TASK TO COMPLETE: Convert the lines below into a Markdown table with the columns "Row" and "Line," one row per line, skipping any blank lines. Leave the pictures out of the table.

......

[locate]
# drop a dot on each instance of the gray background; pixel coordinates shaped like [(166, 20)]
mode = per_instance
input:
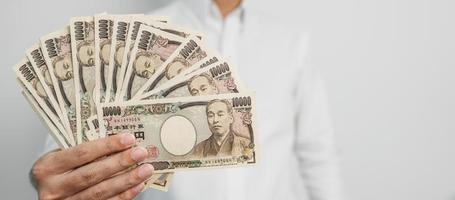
[(389, 67)]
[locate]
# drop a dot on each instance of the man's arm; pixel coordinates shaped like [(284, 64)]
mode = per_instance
[(315, 146)]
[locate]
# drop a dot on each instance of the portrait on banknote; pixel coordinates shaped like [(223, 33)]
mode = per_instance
[(223, 141)]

......

FINAL RESULT:
| Row | Line |
|---|---|
| 1 | [locate] |
| 2 | # drop a dot on each instance of the gray background; pixel coordinates shaped like [(166, 20)] |
| 3 | mode = per_instance |
| 4 | input: |
| 5 | [(389, 67)] |
| 6 | [locate] |
| 7 | # drop a dot on each instance of the man's arm; pixel coordinates shaped like [(284, 64)] |
| 8 | mode = per_instance |
| 9 | [(315, 146)] |
| 10 | [locate] |
| 11 | # drop a dot on each instance of the portrait on banknote; pixel coordinates shaped like [(223, 33)] |
| 12 | mode = per_instance |
| 13 | [(223, 141)] |